Dois outros fatores contribuíram para esse resultado. Primeiro, o ensino acadêmico tornou-se fornecedor de mão-de-obra para a “índústria cultural”, substituindo a autenticidade individual pela “novidade” produzida em série. Segundo: as novas fórmulações ideológicas do progressismo, herdadas sobretudo da Escola de Frankfurt, diluíam a marginalidade criadora do “eu oponente”, absorvendo as possíveis individualidades intelectuais no ódio coletivo a toda cultura superior. “Diversidade” e “multiculturalismo” são fórmulas que hoje desviam os jovens letrados dos anseios espirituais mais profundos, substituídos pelas satisfações morais postiças do discurso “politicamente correto”.

◇ ◇ ◇ ◇ ◇ ◇ ◇

» **TAREFA ESCRITA A**
Indique se cada afirmação abaixo está de acordo com o texto fornecido, respondendo sim ou não e citando literalmente as palavras do texto que decidem a questão.
(i) O ensino acadêmico passou a fornecer mão-de-obra para a indústria cultural.
(ii) As novas formulações ideológicas do progressismo foram herdadas sobretudo do existencialismo francês.
(iii) "Diversidade" e "multiculturalismo" aproximam os jovens letrados dos anseios espirituais mais profundos.
» **TAREFA ESCRITA B**
Com base no texto fornecido, responda às perguntas a seguir.
(i) Quantos outros fatores contribuíram para o resultado mencionado?
(ii) O que o ensino acadêmico substituiu pela "novidade" produzida em série?
(iii) Pelo que foram substituídos os anseios espirituais mais profundos dos jovens letrados?

Registros de um conjunto de dados:
◇ ◇ ◇ ◇ ◇ ◇ ◇

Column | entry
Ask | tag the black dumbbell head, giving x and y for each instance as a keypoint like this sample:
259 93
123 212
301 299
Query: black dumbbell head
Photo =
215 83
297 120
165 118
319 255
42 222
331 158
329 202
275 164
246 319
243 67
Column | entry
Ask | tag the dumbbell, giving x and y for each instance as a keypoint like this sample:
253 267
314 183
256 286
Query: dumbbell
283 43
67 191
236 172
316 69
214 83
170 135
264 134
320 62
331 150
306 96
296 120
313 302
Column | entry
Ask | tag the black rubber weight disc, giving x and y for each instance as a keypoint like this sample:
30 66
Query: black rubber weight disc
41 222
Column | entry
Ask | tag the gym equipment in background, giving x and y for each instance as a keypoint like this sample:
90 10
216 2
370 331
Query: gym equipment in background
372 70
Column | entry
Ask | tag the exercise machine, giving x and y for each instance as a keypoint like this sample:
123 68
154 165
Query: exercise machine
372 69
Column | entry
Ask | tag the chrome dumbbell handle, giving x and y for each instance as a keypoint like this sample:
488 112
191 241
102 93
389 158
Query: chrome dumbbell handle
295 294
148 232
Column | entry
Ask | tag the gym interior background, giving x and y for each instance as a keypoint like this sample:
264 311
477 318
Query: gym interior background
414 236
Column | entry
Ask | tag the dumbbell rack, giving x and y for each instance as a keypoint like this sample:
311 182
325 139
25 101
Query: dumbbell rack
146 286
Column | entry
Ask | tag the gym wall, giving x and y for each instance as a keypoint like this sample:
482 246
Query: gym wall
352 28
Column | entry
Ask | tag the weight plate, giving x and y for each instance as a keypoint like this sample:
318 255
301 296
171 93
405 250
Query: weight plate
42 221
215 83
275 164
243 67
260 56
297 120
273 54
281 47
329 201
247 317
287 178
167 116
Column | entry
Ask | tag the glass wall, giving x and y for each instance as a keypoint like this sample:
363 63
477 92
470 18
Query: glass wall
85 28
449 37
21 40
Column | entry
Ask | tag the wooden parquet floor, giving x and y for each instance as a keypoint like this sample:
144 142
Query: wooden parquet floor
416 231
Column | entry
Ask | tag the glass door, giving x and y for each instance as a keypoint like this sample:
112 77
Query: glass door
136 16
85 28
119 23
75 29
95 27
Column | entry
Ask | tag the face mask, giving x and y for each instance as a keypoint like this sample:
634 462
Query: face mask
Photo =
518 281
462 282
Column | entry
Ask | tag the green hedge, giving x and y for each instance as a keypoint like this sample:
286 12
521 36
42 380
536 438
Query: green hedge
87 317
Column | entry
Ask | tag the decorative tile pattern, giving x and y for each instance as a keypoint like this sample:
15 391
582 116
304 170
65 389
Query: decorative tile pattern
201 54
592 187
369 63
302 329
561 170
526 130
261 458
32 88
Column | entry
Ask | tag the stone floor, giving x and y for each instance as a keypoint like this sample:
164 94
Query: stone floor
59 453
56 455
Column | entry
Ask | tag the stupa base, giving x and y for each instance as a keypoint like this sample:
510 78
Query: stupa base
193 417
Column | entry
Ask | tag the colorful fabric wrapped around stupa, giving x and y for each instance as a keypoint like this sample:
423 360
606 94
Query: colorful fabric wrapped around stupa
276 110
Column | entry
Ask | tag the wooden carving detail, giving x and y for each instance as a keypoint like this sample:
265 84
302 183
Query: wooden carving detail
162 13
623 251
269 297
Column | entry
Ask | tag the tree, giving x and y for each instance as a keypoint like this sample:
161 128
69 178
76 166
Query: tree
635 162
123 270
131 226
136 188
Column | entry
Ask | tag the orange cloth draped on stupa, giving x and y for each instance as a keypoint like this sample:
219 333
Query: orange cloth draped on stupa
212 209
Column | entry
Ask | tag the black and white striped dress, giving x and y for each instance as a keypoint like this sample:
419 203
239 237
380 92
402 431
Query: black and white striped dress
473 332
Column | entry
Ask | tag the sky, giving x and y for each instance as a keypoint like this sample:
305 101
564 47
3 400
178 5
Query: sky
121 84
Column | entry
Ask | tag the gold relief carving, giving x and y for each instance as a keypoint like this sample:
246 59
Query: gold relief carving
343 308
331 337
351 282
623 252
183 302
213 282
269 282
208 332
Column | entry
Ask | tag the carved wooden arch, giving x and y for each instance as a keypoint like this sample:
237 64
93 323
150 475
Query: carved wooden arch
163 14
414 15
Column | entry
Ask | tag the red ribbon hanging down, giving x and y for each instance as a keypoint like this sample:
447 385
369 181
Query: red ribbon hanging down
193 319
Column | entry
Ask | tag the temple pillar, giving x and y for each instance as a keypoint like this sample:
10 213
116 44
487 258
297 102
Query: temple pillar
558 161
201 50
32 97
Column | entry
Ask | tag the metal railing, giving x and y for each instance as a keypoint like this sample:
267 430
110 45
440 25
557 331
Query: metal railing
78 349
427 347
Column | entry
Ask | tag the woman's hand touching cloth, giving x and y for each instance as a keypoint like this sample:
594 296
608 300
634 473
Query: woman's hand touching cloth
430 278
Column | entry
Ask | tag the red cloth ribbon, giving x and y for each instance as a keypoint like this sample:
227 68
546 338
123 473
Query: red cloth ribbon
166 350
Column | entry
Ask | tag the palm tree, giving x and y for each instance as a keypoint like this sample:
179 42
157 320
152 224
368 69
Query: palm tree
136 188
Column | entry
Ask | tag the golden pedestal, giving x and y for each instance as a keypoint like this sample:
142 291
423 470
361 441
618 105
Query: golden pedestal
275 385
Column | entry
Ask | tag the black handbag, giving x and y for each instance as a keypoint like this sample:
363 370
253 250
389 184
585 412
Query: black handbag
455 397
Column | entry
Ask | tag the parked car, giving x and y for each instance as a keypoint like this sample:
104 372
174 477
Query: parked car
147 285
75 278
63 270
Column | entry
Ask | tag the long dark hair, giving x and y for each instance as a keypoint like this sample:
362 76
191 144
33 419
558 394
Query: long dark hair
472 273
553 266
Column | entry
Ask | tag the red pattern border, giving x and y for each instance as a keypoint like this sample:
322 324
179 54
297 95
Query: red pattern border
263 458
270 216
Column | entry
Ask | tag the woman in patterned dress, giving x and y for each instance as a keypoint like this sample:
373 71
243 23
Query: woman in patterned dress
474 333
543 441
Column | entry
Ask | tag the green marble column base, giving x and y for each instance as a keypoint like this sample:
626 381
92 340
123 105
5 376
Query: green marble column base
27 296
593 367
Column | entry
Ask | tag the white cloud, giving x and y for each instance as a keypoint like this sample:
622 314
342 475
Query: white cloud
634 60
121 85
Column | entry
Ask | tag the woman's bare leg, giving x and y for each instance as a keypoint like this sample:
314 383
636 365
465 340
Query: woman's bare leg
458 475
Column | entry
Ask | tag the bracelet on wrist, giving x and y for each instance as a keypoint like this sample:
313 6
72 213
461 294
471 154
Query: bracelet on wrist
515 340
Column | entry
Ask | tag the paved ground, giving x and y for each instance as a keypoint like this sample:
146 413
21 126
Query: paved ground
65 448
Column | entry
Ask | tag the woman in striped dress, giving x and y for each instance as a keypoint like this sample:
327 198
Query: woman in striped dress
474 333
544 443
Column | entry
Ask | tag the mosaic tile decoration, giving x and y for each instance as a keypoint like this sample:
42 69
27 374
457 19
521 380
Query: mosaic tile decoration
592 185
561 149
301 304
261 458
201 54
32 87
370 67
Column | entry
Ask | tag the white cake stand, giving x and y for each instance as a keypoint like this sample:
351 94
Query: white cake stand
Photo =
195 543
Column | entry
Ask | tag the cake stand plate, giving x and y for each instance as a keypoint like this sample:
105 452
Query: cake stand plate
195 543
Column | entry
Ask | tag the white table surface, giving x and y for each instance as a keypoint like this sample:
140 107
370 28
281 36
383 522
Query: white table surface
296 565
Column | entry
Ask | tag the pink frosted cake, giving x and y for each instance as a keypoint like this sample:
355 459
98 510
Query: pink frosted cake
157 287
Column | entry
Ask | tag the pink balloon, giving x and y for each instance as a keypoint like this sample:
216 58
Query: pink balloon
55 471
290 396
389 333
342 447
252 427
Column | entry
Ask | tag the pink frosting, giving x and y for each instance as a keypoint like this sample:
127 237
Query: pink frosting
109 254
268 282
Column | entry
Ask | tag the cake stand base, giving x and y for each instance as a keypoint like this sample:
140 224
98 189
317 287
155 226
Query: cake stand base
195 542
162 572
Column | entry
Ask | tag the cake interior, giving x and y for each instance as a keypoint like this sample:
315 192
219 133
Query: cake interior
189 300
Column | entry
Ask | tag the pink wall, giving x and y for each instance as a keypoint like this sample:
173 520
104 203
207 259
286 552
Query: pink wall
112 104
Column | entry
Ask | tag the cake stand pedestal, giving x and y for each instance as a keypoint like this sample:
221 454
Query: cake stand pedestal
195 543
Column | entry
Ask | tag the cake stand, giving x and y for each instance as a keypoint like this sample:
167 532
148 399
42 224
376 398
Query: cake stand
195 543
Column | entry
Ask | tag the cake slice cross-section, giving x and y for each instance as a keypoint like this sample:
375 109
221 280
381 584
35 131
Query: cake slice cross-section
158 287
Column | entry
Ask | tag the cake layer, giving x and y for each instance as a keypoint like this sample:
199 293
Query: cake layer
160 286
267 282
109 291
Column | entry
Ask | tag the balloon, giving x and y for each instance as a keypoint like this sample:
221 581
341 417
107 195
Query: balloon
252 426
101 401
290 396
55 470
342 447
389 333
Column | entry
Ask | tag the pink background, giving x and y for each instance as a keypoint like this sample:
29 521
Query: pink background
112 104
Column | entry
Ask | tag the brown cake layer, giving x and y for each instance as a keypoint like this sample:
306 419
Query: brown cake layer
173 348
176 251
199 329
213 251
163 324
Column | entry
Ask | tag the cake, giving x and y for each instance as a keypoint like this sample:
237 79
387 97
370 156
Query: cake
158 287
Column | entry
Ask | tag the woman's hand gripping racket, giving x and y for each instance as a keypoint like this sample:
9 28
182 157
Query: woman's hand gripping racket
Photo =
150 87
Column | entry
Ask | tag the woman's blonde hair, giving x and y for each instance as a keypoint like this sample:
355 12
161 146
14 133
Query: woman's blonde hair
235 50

◇ ◇ ◇ ◇ ◇ ◇ ◇

» **RESPOSTA A**
(i) Sim: "o ensino acadêmico tornou-se fornecedor de mão-de-obra".
(ii) Não: "herdadas sobretudo da Escola de Frankfurt".
(iii) Não: "desviam os jovens letrados dos anseios espirituais mais profundos".

» **RESPOSTA B**
(i) Dois.
(ii) A autenticidade individual.
(iii) Pelas satisfações morais postiças do discurso "politicamente correto".